Exercise goal = Put the material from its start through the line containing "x=223 y=428" into a two-column CSV with the headers text and points, giving each answer its own row beside the text that leads to it. Wrap every field in quotes, replace line breaks with spaces, and leave out the pictures.

Information provided =
** start **

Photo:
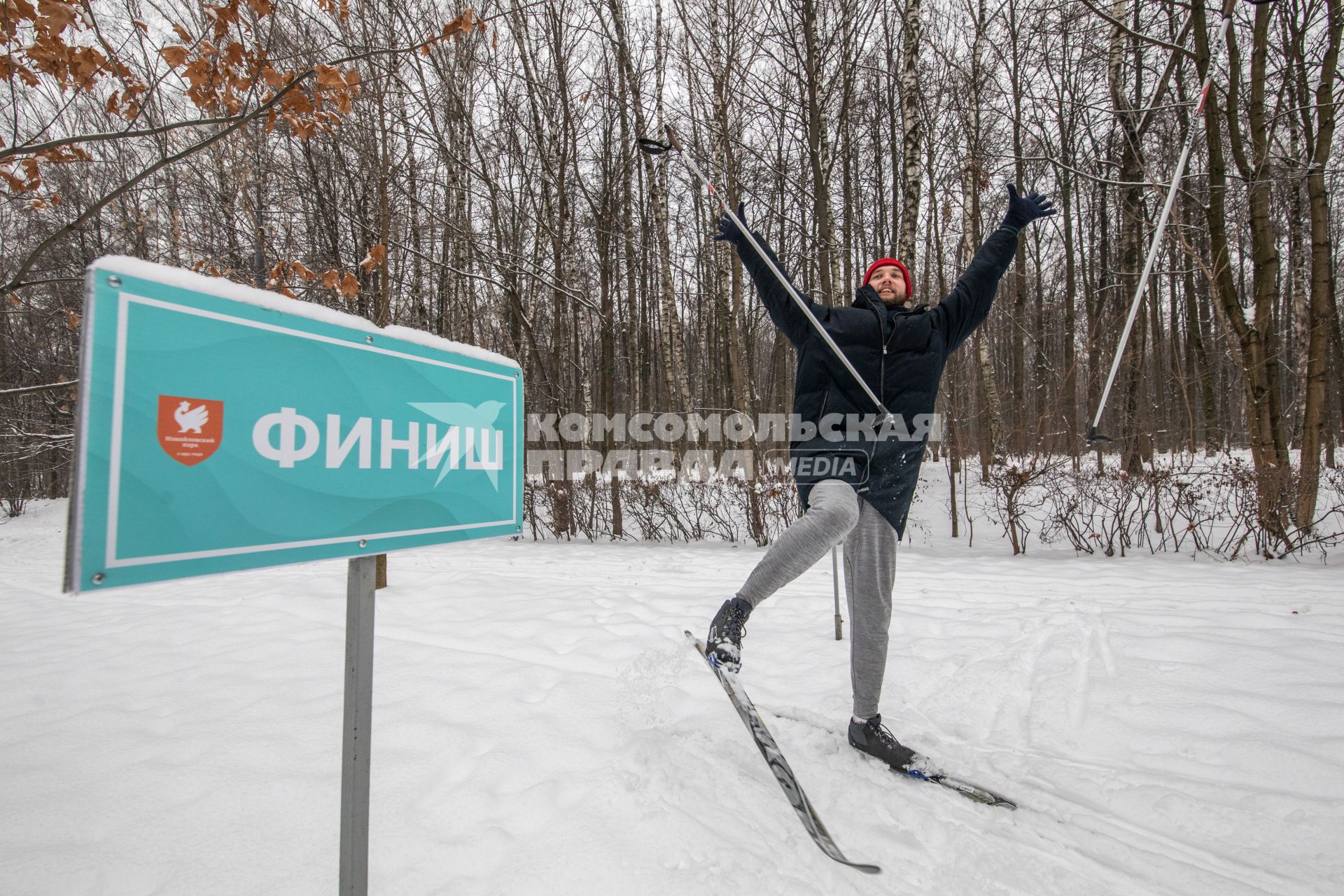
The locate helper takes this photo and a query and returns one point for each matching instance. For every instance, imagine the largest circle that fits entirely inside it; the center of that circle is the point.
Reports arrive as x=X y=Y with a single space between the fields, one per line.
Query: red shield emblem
x=190 y=429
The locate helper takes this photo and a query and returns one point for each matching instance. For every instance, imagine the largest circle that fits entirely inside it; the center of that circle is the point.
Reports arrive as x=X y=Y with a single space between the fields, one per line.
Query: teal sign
x=223 y=428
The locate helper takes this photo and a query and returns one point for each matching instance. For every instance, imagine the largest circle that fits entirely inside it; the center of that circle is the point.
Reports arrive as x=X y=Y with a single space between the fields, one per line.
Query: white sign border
x=124 y=302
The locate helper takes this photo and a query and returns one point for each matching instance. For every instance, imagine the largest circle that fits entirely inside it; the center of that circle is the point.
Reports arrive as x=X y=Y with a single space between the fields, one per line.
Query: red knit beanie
x=885 y=262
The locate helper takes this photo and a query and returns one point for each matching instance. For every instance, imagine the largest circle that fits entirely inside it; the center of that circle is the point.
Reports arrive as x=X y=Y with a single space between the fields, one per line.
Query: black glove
x=729 y=232
x=1023 y=210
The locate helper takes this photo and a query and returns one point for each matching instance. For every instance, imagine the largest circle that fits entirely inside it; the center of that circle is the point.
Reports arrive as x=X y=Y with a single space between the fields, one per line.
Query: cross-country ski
x=414 y=415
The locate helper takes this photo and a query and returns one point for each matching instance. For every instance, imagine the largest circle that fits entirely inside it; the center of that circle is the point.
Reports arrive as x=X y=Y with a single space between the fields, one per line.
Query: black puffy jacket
x=902 y=367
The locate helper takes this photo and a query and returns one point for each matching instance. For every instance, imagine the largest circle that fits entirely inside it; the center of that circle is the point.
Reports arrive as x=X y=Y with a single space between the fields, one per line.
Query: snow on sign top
x=225 y=428
x=274 y=301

** end **

Answer to this task =
text,points
"Photo: The locate helper takes this photo and a query and returns one point for each matching instance. For every instance, imagine the largest circle that fits entirely inside it; the center of that circle is the point. Reports arrive as x=X y=Y with a single space between the fields, one per line. Query: red shield emblem","x=190 y=429"
"The locate helper takes this photo and a query and returns one point for each matching instance. For every instance, imagine the largest circle that fits entirely inside it; the center of that circle is the point. Reports arrive as x=X y=Y with a single space between the fields, one per line. Query: teal sign","x=223 y=428"